Your goal:
Rewrite the data below, replacing each occurrence of "provided screenshot" with "attached image". Leave every other line and character unchanged.

Records shown:
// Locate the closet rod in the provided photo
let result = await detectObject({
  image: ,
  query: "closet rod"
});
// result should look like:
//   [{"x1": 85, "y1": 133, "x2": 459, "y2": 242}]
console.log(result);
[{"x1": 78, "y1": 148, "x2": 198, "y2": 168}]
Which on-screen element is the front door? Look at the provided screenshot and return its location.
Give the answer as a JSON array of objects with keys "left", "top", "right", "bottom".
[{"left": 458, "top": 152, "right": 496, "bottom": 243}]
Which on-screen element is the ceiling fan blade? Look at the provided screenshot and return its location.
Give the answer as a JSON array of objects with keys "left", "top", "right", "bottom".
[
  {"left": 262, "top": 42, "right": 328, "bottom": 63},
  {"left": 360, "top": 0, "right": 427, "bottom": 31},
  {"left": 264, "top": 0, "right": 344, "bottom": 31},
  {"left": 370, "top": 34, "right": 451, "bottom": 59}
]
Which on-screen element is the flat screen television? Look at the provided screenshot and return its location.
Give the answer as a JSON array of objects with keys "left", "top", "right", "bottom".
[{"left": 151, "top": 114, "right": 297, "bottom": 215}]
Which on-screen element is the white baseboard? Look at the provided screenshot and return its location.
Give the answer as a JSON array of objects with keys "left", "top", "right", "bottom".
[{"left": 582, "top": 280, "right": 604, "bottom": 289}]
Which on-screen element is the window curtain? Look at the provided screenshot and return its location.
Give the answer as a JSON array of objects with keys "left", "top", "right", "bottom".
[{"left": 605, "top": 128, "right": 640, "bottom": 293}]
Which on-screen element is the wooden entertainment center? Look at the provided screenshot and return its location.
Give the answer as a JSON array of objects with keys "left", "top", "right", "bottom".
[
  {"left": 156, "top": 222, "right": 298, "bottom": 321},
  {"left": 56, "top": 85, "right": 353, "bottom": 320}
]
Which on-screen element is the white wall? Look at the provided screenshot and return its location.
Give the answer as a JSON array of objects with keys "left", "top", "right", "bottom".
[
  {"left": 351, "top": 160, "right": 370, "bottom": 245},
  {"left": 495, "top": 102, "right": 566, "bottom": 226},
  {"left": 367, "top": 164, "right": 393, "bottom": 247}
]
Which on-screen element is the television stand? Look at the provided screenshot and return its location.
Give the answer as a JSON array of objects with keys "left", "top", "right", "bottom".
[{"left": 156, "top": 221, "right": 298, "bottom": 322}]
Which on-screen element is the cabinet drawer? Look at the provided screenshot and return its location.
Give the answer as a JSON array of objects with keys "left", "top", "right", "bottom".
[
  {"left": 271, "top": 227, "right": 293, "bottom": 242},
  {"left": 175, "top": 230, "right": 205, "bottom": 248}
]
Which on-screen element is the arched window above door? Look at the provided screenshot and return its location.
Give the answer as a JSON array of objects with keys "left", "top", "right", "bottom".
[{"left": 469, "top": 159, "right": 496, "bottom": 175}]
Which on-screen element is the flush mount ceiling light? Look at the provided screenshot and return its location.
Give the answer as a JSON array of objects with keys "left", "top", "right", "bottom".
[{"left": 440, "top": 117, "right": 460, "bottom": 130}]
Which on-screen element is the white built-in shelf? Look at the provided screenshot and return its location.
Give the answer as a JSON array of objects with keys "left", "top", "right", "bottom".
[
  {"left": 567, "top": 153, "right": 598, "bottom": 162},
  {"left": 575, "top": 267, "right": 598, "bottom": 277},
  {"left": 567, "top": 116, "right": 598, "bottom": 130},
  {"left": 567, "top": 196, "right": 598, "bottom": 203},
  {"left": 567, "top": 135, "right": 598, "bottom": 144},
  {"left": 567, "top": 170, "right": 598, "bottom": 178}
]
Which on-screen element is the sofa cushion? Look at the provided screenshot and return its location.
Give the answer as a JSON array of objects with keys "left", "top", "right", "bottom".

Exercise answer:
// Locate the closet rod in the provided photo
let result = await detectObject({
  image: ,
  query: "closet rod"
});
// result should look like:
//   [{"x1": 85, "y1": 133, "x2": 459, "y2": 242}]
console.log(result);
[{"x1": 78, "y1": 148, "x2": 198, "y2": 168}]
Which on-screen element is the front door? Look at the attached image and return its location.
Give the answer as a JSON array of objects with keys "left", "top", "right", "bottom".
[{"left": 458, "top": 152, "right": 496, "bottom": 243}]
Which on-screen element is the ceiling fan blade? Look at the attached image and return its location.
Give the answer as a JSON array of objects with keys "left", "top", "right", "bottom".
[
  {"left": 262, "top": 42, "right": 328, "bottom": 63},
  {"left": 360, "top": 0, "right": 427, "bottom": 31},
  {"left": 264, "top": 0, "right": 344, "bottom": 31},
  {"left": 370, "top": 34, "right": 451, "bottom": 59}
]
Which on-screen element is the flat screen television? Look at the attached image and return its location.
Give the answer as a JSON array of objects with keys "left", "top", "right", "bottom".
[{"left": 151, "top": 114, "right": 297, "bottom": 215}]
Which on-screen element is the white baseboard? Look at the attached image and return its location.
Give the answer as a JSON array of objects with keys "left", "top", "right", "bottom".
[{"left": 582, "top": 280, "right": 604, "bottom": 289}]
Which on-screen element is the window curtain? Look at the attached image and return its location.
Give the answer as a JSON array of objects with keys "left", "top", "right", "bottom".
[{"left": 605, "top": 128, "right": 640, "bottom": 293}]
Which on-screen element is the wooden entertainment center? Look at the attached image and return its location.
Give the answer as a JSON array of objects with keys "left", "top", "right", "bottom".
[
  {"left": 156, "top": 222, "right": 298, "bottom": 321},
  {"left": 56, "top": 85, "right": 353, "bottom": 320}
]
Which on-screen element is the white wall? Look at the attached image and return its location.
Give the answer as a JSON array of objects with keys "left", "top", "right", "bottom".
[
  {"left": 351, "top": 160, "right": 370, "bottom": 245},
  {"left": 495, "top": 102, "right": 566, "bottom": 226},
  {"left": 367, "top": 164, "right": 393, "bottom": 247}
]
Which on-screen element is the television stand? Look at the attached image and return its location.
Give the answer as a JSON array of objects with keys "left", "top", "right", "bottom".
[{"left": 156, "top": 221, "right": 298, "bottom": 322}]
Which on-screen element is the cabinet drawer? Look at the attached image and return its location.
Give the answer as a JSON array of objects with keys "left", "top", "right", "bottom".
[
  {"left": 271, "top": 227, "right": 293, "bottom": 242},
  {"left": 175, "top": 230, "right": 205, "bottom": 248}
]
Which on-screen element is the arched window above door? Look at the attached image and return its location.
Give the answer as a JSON array of objects with keys "left", "top", "right", "bottom".
[{"left": 469, "top": 159, "right": 496, "bottom": 175}]
Which on-screen element is the flush mount ceiling light? Look at the attached image and return its location.
Give the answer as a JSON array of objects with keys "left", "top", "right", "bottom".
[{"left": 440, "top": 117, "right": 460, "bottom": 130}]
Which on-screen element is the white built-in shelf? Look at the attached image and return its location.
Give the answer as a JSON array of objects with keys "left", "top", "right", "bottom".
[
  {"left": 567, "top": 153, "right": 598, "bottom": 162},
  {"left": 575, "top": 267, "right": 598, "bottom": 277},
  {"left": 567, "top": 116, "right": 598, "bottom": 130},
  {"left": 567, "top": 196, "right": 598, "bottom": 203},
  {"left": 567, "top": 135, "right": 598, "bottom": 144},
  {"left": 567, "top": 170, "right": 598, "bottom": 178}
]
Which on-screen element is the sofa cushion? Look at the attached image and return its location.
Give the answer as a JSON array of objects with keys "left", "top", "right", "bottom".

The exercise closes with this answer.